■ WHAT THIS TASK INVOLVES: If a line in the data below contains the word "yellow", copy it out.

Records from a dataset:
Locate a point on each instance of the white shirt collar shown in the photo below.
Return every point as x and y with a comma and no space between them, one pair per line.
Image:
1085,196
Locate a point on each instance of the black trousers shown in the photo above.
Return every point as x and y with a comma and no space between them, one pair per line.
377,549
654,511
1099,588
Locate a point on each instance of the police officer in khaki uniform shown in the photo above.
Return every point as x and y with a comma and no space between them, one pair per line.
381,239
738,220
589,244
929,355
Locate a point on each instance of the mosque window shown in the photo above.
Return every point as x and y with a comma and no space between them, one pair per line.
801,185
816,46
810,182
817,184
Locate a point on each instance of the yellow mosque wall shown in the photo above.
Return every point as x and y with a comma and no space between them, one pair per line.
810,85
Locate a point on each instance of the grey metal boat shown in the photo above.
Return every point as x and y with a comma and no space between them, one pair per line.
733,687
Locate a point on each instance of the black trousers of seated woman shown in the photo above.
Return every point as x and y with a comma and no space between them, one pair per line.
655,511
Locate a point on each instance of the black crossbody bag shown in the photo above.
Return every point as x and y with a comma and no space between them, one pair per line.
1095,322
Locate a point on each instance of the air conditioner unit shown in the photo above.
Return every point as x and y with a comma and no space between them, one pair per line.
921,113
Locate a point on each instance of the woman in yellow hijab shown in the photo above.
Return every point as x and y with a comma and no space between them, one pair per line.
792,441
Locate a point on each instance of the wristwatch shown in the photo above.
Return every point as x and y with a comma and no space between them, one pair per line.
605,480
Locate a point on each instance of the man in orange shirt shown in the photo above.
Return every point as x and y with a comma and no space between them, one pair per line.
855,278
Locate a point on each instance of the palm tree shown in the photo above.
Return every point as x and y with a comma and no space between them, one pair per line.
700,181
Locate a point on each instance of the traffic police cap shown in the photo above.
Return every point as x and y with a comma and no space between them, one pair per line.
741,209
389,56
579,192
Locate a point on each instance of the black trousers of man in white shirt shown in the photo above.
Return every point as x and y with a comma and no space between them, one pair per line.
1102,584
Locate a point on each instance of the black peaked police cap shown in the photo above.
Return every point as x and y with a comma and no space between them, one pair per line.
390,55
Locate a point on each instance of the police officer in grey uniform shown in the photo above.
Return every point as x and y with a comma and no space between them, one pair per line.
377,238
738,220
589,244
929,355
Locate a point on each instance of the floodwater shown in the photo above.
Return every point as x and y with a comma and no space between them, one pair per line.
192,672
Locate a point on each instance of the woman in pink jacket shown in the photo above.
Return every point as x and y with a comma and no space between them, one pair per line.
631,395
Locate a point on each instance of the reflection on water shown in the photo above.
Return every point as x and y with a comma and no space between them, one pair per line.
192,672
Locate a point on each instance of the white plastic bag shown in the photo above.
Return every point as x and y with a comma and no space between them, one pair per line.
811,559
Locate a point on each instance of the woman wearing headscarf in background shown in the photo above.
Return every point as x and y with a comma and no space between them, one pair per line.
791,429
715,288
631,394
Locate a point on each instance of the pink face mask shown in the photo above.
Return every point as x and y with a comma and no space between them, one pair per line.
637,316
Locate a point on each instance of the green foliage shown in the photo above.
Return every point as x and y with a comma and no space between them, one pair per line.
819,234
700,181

■ RESULT OF THE EXERCISE:
Locate a point on each instance of the yellow mosque wall shown in the photo above.
Locate a point on each instance of the woman in yellow hijab shown in the photo above.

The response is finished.